## Source excerpt
What's on: Classic(al) rock at Festival of Flanders
While the classical and new music Festival of Flanders can be found somewhere across the region any time, this month there are a whopping three from which to choose
Festival of Flanders: The trilogy
They all get creative with the genre, such as the Ghent festival’s Parklife, a family-friendly musical tour through a forest, and Leuven’s Preludes for Piano, wherein pianist Abdel Rahman El Bacha – a previous winner of the Queen Elisabeth Competition – takes the audience through 24 preludes each of Bach, Chopin and Rachmaninoff, for a total of 72 pieces of music spanning 200 years. A sub-festival of 20/21 is Transit, new music premieres.

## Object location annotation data
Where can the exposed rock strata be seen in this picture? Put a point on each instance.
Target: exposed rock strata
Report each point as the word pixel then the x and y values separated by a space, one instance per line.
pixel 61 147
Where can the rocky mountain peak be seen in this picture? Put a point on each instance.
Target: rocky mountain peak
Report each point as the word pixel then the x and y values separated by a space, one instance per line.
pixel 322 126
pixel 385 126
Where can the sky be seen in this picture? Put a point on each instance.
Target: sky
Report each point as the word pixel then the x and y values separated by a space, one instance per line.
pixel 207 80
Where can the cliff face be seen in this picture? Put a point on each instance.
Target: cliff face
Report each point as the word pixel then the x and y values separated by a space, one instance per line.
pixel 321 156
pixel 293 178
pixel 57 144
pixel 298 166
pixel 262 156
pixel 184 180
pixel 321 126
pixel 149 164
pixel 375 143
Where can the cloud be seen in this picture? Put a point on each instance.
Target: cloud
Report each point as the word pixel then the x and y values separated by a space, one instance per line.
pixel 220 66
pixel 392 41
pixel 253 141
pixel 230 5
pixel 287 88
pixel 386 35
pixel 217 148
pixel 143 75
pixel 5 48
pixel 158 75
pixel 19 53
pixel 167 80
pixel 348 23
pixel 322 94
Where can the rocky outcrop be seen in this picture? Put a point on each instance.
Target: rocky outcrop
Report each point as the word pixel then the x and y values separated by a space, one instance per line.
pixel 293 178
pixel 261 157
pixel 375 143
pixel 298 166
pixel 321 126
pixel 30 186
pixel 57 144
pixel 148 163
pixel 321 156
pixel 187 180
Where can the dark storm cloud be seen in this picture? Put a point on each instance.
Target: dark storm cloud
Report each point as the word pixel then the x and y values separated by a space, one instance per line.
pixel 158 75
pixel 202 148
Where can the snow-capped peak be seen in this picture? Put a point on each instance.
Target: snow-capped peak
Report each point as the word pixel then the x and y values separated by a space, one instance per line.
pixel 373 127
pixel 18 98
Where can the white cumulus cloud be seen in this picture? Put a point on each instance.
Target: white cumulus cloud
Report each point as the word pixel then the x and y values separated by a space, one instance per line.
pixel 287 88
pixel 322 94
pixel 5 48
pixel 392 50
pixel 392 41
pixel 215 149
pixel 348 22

## Given request
Write out the Festival of Flanders piece again, starting with "What's on: Classic(al)" and going on through "new music premieres.", and switch "Rachmaninoff" to "Rachmaninov" along the way.

## Exercise output
What's on: Classic(al) rock at Festival of Flanders
While the classical and new music Festival of Flanders can be found somewhere across the region any time, this month there are a whopping three from which to choose
Festival of Flanders: The trilogy
They all get creative with the genre, such as the Ghent festival’s Parklife, a family-friendly musical tour through a forest, and Leuven’s Preludes for Piano, wherein pianist Abdel Rahman El Bacha – a previous winner of the Queen Elisabeth Competition – takes the audience through 24 preludes each of Bach, Chopin and Rachmaninov, for a total of 72 pieces of music spanning 200 years. A sub-festival of 20/21 is Transit, new music premieres.